■ **BRIEF 1**
Take the coffee roast thread below and reproduce everything from "## Glenn (Jun" down to "a 'light' roast.", swapping "roaster" for "roastmaster" wherever it occurs.

■ **TEXT TO READ**
# Where can I get the Lightest Roasted Bean



## coffeelove91 (Jul 13, 2010)

Hi all,

I am really a coffee novice, and would appreciate if anyone could tell me which is the lightest roast available.

Also, where could I get any suggestions?

Thank you for replies


----------



## Glenn (Jun 14, 2008)

What flavours or characteristics are you looking for?


----------



## agduncan (May 1, 2010)

Glenn's question will act as a good primer.

To explain, specialty coffees roasted by a skilled roaster are not usually roasted to a 'dark' 'medium' or 'light' level like you may see on coffees from sources such as the supermarket. What a good roaster will do however is roast the bean in order to get the best flavours and characteristics of the bean to come through in the cup when brewed. As no two beans are the same, what might be good for one bean may be what could be considered 'dark' yet another bean may have a 'light' roast.

What I believe Glenn may be trying to establish is, if there are certain flavours or characteristics you like or have a preference for, it may be better for us to point you towards some beans that will give you the desired effect, irrelevant of the roast level.

■ **Raw records**
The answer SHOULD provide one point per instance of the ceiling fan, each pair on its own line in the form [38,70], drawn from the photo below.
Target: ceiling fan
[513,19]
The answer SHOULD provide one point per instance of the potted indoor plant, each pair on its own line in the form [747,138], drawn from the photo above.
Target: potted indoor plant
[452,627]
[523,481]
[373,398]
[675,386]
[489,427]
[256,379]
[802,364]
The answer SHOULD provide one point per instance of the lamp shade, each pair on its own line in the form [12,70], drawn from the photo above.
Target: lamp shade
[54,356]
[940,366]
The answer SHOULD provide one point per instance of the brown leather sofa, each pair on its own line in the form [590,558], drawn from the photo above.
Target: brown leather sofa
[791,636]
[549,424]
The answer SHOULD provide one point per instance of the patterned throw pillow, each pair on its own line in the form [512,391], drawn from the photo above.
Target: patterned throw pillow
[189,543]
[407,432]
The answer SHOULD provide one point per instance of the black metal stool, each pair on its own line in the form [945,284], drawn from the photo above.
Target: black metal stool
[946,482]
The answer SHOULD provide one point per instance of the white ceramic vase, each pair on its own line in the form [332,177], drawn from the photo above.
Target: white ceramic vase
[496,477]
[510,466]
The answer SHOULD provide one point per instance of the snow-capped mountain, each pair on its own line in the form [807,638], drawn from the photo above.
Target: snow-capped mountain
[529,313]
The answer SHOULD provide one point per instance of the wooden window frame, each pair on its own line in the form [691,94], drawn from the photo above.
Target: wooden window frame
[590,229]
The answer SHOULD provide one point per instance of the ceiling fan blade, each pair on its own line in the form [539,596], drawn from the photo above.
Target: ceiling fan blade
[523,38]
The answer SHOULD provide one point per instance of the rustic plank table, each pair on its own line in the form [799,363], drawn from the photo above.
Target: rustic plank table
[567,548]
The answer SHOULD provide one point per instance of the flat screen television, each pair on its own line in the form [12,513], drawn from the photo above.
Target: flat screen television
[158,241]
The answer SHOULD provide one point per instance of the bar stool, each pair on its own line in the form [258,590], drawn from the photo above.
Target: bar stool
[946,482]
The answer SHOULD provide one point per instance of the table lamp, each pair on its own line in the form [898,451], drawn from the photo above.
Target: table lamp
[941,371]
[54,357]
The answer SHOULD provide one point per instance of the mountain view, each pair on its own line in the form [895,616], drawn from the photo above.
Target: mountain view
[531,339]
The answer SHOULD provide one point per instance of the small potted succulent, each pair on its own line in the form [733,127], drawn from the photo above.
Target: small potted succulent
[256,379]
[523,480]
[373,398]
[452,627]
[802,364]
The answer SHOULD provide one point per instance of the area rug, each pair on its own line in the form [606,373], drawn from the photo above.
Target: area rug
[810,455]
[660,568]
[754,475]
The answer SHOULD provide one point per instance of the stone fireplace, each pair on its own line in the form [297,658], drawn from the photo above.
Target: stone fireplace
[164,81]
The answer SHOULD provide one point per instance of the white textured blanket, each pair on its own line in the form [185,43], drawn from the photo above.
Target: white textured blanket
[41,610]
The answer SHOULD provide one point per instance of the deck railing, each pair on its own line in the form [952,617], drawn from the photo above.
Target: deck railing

■ **BRIEF 2**
Pick out each line of the listing above that contains the string "succulent", treating uppercase and lowercase as different.

■ **CORRECT ANSWER 1**
## Glenn (Jun 14, 2008)

What flavours or characteristics are you looking for?


----------



## agduncan (May 1, 2010)

Glenn's question will act as a good primer.

To explain, specialty coffees roasted by a skilled roastmaster are not usually roasted to a 'dark' 'medium' or 'light' level like you may see on coffees from sources such as the supermarket. What a good roastmaster will do however is roast the bean in order to get the best flavours and characteristics of the bean to come through in the cup when brewed. As no two beans are the same, what might be good for one bean may be what could be considered 'dark' yet another bean may have a 'light' roast.

■ **CORRECT ANSWER 2**
The answer SHOULD provide one point per instance of the small potted succulent, each pair on its own line in the form [733,127], drawn from the photo above.
Target: small potted succulent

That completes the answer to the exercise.